▶ Task objective:
Starting at the line that has "Where can the dark ceiling" and stopping at the end of the entries, write those lines out again, requests included, with each answer coordinate multiplied by 2.05 and rounded to a whole number (halves up). Leave the pictures out.

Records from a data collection
============================================================

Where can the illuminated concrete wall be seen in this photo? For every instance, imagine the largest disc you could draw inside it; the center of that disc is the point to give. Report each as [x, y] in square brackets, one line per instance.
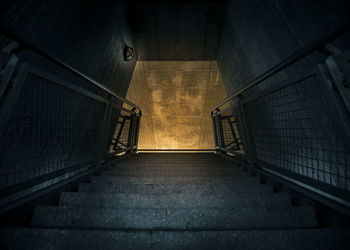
[176, 97]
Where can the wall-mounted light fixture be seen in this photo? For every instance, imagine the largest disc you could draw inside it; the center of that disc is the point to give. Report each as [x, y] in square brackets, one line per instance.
[128, 53]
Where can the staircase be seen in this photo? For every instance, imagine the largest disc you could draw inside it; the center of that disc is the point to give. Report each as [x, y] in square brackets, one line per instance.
[174, 201]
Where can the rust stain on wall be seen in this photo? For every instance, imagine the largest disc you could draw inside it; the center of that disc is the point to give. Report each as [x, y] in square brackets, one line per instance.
[176, 97]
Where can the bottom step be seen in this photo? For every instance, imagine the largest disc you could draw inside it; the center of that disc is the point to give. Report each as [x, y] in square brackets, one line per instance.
[54, 239]
[174, 219]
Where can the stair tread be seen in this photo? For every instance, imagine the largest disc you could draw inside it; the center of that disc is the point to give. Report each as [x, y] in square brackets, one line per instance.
[175, 219]
[173, 180]
[174, 188]
[172, 200]
[37, 238]
[154, 172]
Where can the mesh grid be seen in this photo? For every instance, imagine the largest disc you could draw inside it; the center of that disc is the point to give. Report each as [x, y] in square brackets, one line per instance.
[121, 132]
[51, 128]
[294, 128]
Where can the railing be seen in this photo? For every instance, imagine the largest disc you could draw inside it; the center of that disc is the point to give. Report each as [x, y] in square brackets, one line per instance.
[293, 121]
[55, 127]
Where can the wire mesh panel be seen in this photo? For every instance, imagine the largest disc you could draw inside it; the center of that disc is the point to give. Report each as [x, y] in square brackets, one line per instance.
[121, 135]
[226, 131]
[294, 128]
[51, 128]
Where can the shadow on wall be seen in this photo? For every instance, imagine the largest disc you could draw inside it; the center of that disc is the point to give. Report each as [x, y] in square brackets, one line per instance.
[176, 97]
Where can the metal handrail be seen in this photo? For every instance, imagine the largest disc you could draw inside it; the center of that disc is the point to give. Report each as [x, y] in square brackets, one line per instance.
[305, 51]
[14, 36]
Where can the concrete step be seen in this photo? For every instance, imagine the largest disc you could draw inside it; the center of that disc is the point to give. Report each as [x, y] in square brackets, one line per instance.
[163, 172]
[105, 200]
[186, 156]
[174, 219]
[195, 164]
[70, 239]
[175, 180]
[193, 189]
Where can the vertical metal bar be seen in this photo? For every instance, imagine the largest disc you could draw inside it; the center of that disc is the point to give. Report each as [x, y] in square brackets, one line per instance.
[131, 132]
[137, 129]
[119, 133]
[215, 132]
[218, 131]
[105, 125]
[246, 137]
[233, 132]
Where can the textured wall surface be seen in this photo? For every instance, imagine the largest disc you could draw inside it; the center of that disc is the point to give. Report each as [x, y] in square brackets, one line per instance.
[177, 31]
[258, 34]
[176, 98]
[88, 35]
[57, 130]
[294, 129]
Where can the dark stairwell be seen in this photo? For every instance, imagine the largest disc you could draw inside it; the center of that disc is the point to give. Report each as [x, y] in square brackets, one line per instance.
[72, 174]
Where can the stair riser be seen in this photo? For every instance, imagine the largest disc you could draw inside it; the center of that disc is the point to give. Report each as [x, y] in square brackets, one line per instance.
[174, 219]
[172, 201]
[238, 180]
[175, 189]
[58, 239]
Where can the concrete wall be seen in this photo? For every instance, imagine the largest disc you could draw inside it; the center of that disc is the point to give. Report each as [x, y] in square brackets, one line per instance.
[259, 34]
[176, 32]
[296, 128]
[53, 130]
[86, 34]
[176, 98]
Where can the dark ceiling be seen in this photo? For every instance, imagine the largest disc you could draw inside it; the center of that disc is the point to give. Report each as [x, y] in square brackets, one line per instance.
[176, 32]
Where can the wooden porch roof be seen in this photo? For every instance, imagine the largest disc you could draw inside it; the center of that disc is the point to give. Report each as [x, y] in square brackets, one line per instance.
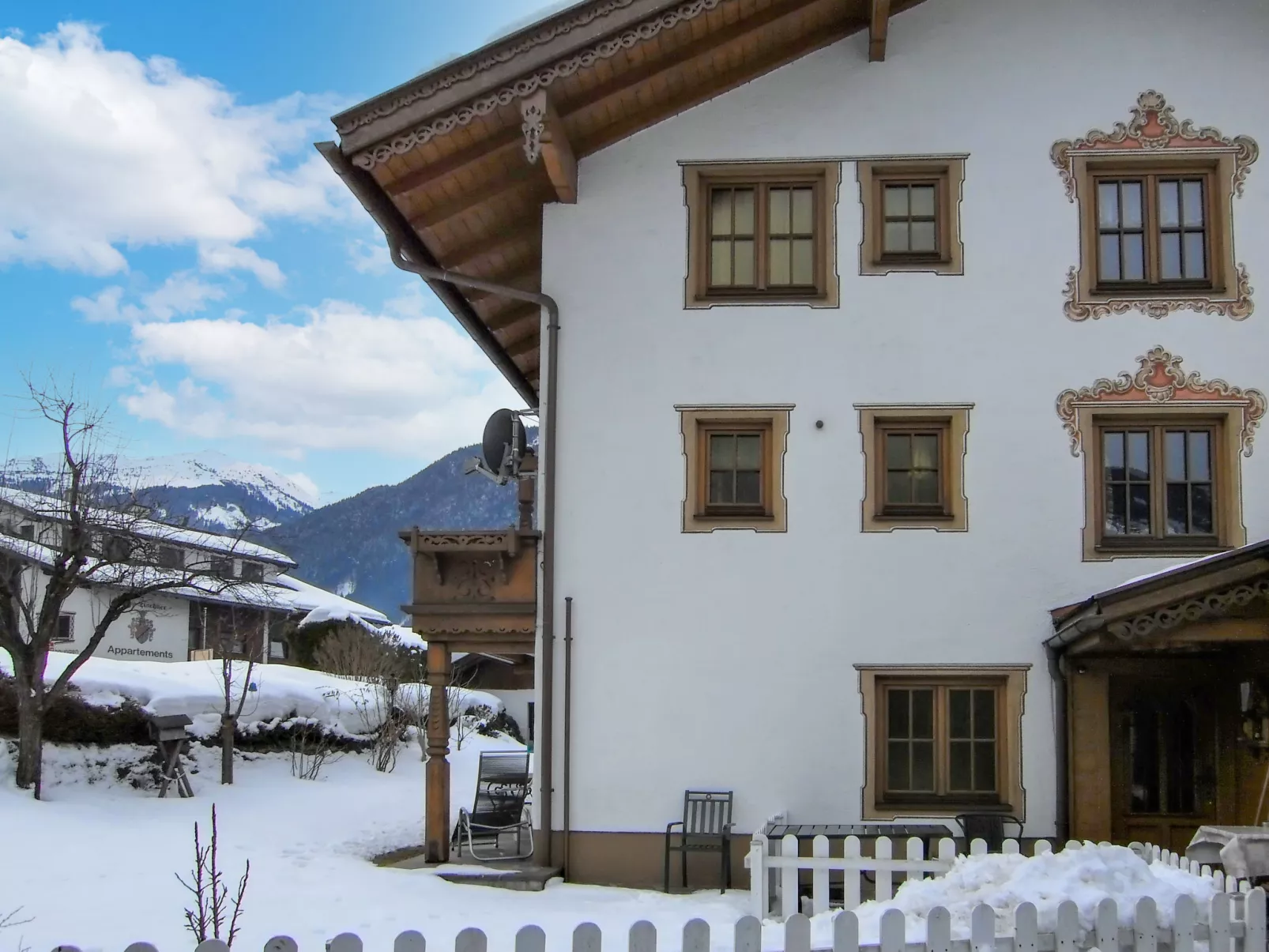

============================================================

▶ Written answer:
Where can the dark ceiling be seen in this photo? For every instance, imagine the largest disc you could draw inside it; the center of that disc is the point to give. Report each as [x, y] in square brackets, one line per instance.
[361, 66]
Where can the wooden porch roof be seen in this photo? For every instance, imagine the largest disc you could draw inside it; the center of that disc is the point to give. Report each as [x, y] in square brackets, one line per instance.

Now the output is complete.